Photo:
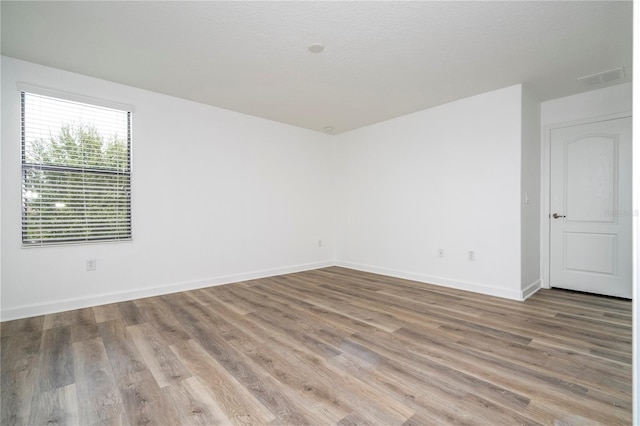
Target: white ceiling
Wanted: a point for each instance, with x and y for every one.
(382, 59)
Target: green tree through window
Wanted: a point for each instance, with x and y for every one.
(77, 179)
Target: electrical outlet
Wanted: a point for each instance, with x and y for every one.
(91, 264)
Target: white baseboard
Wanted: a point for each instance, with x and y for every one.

========

[Instructions for the task] Repeat these records with every "instance" swapped for "object" and nothing else changed. Leave out the pictures.

[Solution for this problem]
Photo:
Target: white ceiling
Wanted: a point for each object, with x and y for every one.
(382, 59)
Target: green tree through window
Wanted: a point for each object, with x and y for every one.
(77, 179)
Target: electrical outlet
Wanted: a point for each object, with x and y for every one.
(91, 264)
Target: white baseboard
Wanted: a point for each object, with x and y for every one.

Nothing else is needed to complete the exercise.